**Listing:**
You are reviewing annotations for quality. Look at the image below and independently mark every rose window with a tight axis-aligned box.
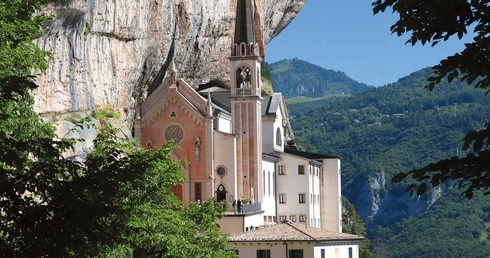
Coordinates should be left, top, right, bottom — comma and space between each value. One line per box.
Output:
163, 125, 184, 143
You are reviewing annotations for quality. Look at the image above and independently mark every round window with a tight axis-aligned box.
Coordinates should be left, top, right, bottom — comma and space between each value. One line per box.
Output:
163, 125, 184, 143
216, 167, 226, 176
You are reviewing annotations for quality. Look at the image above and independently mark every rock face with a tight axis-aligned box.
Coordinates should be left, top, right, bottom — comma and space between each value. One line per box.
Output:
35, 0, 306, 131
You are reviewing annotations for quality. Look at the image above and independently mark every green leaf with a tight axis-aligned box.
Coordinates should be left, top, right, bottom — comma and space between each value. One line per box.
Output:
417, 183, 427, 195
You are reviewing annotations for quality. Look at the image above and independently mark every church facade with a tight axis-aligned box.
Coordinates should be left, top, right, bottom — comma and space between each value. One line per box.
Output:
134, 0, 342, 234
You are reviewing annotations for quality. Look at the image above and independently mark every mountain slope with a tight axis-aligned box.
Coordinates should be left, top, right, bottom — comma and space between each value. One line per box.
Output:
289, 66, 490, 257
269, 58, 371, 98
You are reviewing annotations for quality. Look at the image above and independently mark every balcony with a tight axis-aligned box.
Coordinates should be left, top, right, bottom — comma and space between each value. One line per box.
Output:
237, 202, 262, 214
235, 88, 252, 95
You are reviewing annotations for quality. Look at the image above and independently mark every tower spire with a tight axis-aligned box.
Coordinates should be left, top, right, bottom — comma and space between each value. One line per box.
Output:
232, 0, 256, 56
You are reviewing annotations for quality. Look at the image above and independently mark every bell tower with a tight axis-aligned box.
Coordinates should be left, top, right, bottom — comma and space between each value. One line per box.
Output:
229, 0, 262, 202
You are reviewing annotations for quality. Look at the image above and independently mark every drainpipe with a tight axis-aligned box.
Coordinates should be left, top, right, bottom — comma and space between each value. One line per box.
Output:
272, 158, 279, 224
284, 241, 289, 258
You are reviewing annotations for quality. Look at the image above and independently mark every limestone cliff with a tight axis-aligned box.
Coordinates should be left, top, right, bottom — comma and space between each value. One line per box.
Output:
35, 0, 306, 131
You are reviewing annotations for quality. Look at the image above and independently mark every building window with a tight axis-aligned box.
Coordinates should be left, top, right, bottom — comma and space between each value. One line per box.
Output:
289, 249, 303, 258
298, 165, 305, 175
299, 215, 306, 222
279, 194, 286, 203
267, 171, 272, 196
298, 194, 306, 203
276, 127, 282, 146
194, 182, 202, 202
163, 124, 184, 144
257, 250, 271, 258
277, 166, 286, 175
262, 169, 267, 196
279, 216, 288, 222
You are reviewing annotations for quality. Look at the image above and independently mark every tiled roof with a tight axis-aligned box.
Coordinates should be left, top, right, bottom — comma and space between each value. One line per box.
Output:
228, 223, 364, 242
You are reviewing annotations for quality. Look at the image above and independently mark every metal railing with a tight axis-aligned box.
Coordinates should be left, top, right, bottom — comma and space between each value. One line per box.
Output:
237, 202, 262, 214
236, 88, 252, 95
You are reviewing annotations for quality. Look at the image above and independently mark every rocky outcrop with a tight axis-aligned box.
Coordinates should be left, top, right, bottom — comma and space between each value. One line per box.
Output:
35, 0, 305, 131
354, 172, 444, 226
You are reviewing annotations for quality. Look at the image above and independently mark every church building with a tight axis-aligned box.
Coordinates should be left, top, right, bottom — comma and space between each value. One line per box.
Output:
134, 0, 342, 234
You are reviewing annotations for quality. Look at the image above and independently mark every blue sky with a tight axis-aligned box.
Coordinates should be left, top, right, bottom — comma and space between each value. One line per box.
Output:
266, 0, 471, 86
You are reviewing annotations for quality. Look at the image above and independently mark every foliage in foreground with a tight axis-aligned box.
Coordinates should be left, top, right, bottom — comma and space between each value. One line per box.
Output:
0, 0, 235, 257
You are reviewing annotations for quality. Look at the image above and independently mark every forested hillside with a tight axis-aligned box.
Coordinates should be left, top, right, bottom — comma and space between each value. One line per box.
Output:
269, 58, 371, 98
282, 66, 490, 257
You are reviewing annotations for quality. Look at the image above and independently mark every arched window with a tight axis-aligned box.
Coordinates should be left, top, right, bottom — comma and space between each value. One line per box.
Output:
276, 127, 282, 146
236, 66, 252, 88
216, 184, 227, 202
240, 43, 247, 56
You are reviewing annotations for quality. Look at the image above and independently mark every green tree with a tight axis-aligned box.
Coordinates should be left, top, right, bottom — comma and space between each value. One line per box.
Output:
373, 0, 490, 199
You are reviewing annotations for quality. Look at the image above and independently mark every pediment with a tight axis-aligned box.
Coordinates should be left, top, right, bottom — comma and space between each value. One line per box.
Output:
141, 90, 206, 128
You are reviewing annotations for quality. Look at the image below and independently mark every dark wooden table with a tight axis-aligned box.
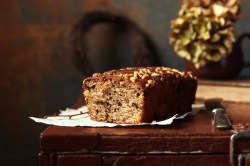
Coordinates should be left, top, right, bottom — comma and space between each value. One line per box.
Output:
39, 102, 250, 166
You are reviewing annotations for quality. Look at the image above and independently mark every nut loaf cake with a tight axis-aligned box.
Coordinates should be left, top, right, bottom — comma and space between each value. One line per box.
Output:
83, 67, 197, 124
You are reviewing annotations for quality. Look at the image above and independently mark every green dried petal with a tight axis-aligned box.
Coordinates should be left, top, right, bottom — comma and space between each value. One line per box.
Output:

**Exercise objective:**
Copy every record above word for word, leaving out the pictures.

**Response to the task:**
You are reviewing annotations for quality. Look at the image below and independently mark every rose window with a tight axis-aligned box.
Coordinates should be left, top, right, bottom — comma and space between each value. One line per box.
Output:
163, 125, 184, 143
You are reviewing annotations for quality. Look at the image above and independently mark every round window with a tight axis-aligned box.
Coordinates should be left, top, right, bottom — comma and space between each value. One line per box.
Output:
163, 125, 184, 143
216, 167, 226, 176
You are reviewing annotations for quality. Look at the image above and independently mark every rock face with a tight axis-aligned box.
Coordinates should be left, top, right, bottom — comma and space between each value. One line per box.
Output:
35, 0, 306, 131
You are reviewing annotations for quality. Look at the image above and independently mark every green leaf with a tight axis-aligned box.
Coordinates should be left, top, right, bottom — comma and space between each value. One line per box.
Output:
417, 183, 427, 195
You are reviewing annotations for quality. Look at the image above and independently mark every church facade with a tight axis-aligned box.
Coordinates should be left, top, right, bottom — comma and space between each value. One line per box.
Output:
134, 0, 342, 234
You are reviewing annotations for quality. Look at the image above and independently mark every mountain slope with a tight axis-aligned box.
Coordinates should be left, top, right, bottom — comma and space between each value. One line per box.
Output:
289, 66, 490, 257
269, 58, 371, 98
You are reviewing annotations for quality. Look at the image above and independently mark every balcony with a tight axis-aligned box.
Coordinates should be left, top, right, bottom — comma and space between each value. One line per box.
Output:
237, 202, 262, 214
235, 88, 252, 95
You are reviewing annotations for quality. Look at the image above and independently mark every tower spire with a tight axis-aligned box.
Coordinates should be left, top, right, bottom — comma and space between each value. One line per box.
Output:
232, 0, 256, 56
You are reviewing annotations for quality. Look at the image above and independently mark every bell tower with a tight axis-aligned box.
Coordinates should be left, top, right, bottom — comma and space between each value. One line per box.
Output:
229, 0, 262, 202
You are reviewing annotations for quality. Look at the image above and independently mark every drainpipe with a tight axis-aligned box.
Coordinates should be left, top, right, bottom — comma and space between each value. One line per box.
Output:
272, 158, 279, 224
284, 241, 289, 258
You are reviewing annotations for quality. Look at the image above and independently mark every limestone cliff with a tight axis-aligned box.
Coordinates should be left, top, right, bottom — comma and space between each value. One line per box.
Output:
35, 0, 306, 131
You are reviewing annotations for quality. Look at the image above and independently mark every building window with a tight axis-aligned box.
Coordinates should be left, top, right, bottom — comma and space between each value. One line per box.
Output:
289, 249, 303, 258
298, 165, 305, 175
299, 215, 306, 222
279, 194, 286, 203
267, 171, 272, 196
298, 194, 306, 203
276, 127, 282, 146
194, 182, 202, 202
163, 124, 184, 144
257, 250, 271, 258
277, 166, 286, 175
262, 169, 267, 196
279, 216, 288, 222
You are reviewing annotations for quality. Look at the image above and independently mark every tiled roof with a tight axis-aligned box.
Coordinates should be left, top, right, bottom — comma and space between each value. One line per box.
Output:
228, 223, 364, 242
You are reviewing annotations for quality. Look at the image above and independently mark every metal railing with a tight axis-aligned box.
Coordinates should be left, top, right, bottom — comma and space between each value. One line per box.
Output:
237, 202, 262, 214
236, 88, 252, 95
You are reviewing annotations for quality. Look at the image above and independently mark every rocky outcrop with a tight axis-aligned box.
Coordinates should be left, top, right, bottom — comma and space between each value. One line per box.
Output:
35, 0, 305, 131
354, 172, 444, 226
You are reviewing annotations for quality. Look at the image above and independently mark every church building with a tight axis-aligned box.
Coordinates should be left, top, right, bottom — comma and space between each value. One line per box.
Output:
134, 0, 342, 234
You are reviewing annotations for quality. Look at the image above and independently mark every blue sky with a tight axis-aligned box.
Coordinates should be left, top, right, bottom — comma and space between each value. One line per box.
Output:
266, 0, 471, 86
You are reviewing annotations for quality. Look at the image above and independently mark every foliage in foreground with a tight axis-aligned box.
Coordinates should be left, top, right, bottom — comma and space between each value. One line per box.
Output:
0, 0, 235, 257
You are reviewing annotations for quality. Look at the image above and independently mark every forested hillside with a tight axis-aligned box.
Coordinates should be left, top, right, bottom — comma and space between each value. One line per box.
Output:
269, 58, 371, 98
282, 66, 490, 257
You are reviewing annotations for quality. Look at the image above and independently mark every arched window with a tight axis-aligned box.
Coordinates should be left, top, right, bottom — comma and space between each value. One line per box.
Output:
276, 127, 282, 146
236, 66, 252, 88
216, 184, 227, 202
240, 43, 247, 56
You are reviewing annotations for quality. Look at the image above and independently mark every green tree with a tight axis-aligned box.
Coordinates should be left, top, right, bottom — comma and space between each value. One line per box.
Output:
373, 0, 490, 199
You are reviewing annotations for quality. Look at the image above and independently mark every pediment with a tight axis-aligned box.
Coordinates should be left, top, right, bottom — comma and space between each value. One line per box.
Output:
141, 90, 206, 128
You are reviewing annotations for quality. Look at the image below and independently mark every dark wooden table with a tight axis-aligned box.
Coordinates should be left, top, right, bottom — comma and space between each value. One line per box.
Output:
39, 102, 250, 166
You are reviewing annotations for quality. Look at the image above and independently mark every nut loaf cake with a tight axis-aligned box.
Coordinates should be left, top, right, bottom — comma and space between each value. One line per box.
Output:
83, 67, 197, 124
You are reviewing annotations for quality. Look at the image above and independently mark every green dried petal with a tight axis-aligned box.
Coordinates should be left, top, right, bottom — comma and space between each value. One line per box.
Output:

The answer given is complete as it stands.